What do the lines from the top of the data through the line with "Need: one point per instance of the hotel" say? Quote them exactly and include both ends.

[TASK INPUTS]

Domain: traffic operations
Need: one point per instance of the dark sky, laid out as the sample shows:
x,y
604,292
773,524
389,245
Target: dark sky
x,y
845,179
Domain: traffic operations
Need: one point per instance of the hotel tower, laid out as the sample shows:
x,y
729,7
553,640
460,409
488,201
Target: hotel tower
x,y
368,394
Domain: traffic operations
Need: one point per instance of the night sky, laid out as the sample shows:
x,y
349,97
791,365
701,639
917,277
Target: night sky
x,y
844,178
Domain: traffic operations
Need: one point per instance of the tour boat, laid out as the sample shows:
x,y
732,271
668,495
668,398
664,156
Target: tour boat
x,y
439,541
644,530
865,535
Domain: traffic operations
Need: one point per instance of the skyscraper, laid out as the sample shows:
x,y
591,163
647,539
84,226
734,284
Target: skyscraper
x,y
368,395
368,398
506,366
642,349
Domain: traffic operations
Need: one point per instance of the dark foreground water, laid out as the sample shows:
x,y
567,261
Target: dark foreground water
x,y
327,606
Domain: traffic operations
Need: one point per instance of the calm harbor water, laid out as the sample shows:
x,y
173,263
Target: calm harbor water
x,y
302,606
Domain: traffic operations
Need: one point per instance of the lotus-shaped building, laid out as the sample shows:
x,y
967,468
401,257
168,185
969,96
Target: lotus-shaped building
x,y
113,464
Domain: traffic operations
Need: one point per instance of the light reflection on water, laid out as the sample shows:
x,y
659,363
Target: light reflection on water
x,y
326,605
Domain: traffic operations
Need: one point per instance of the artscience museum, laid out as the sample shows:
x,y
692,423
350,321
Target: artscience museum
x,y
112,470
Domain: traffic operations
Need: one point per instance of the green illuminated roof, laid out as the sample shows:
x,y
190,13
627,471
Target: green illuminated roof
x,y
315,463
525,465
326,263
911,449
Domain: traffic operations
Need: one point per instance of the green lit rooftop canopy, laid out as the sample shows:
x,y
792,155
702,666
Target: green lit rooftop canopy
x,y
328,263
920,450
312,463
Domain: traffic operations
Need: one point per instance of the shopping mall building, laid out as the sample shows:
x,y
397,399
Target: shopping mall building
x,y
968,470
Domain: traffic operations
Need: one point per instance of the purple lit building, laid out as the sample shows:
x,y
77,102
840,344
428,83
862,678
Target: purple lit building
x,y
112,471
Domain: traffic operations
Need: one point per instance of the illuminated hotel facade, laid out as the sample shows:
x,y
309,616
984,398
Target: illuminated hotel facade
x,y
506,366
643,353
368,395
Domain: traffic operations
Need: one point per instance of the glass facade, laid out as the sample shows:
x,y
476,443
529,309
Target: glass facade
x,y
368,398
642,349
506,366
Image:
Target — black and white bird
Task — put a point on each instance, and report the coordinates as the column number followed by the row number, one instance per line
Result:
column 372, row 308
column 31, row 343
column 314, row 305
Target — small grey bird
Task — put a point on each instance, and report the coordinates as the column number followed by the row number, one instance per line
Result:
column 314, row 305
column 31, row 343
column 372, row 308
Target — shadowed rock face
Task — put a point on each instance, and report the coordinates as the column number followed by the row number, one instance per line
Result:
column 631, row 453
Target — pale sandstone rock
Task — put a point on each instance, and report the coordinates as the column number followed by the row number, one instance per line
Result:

[/TASK INPUTS]

◆ EXERCISE SOLUTION
Domain: traffic operations
Need: one point per instance of the dark sky, laid out as the sample shows:
x,y
604,292
773,524
389,245
Target: dark sky
x,y
845,179
Domain: traffic operations
Need: one point per instance of the hotel tower, laid out as the sample shows:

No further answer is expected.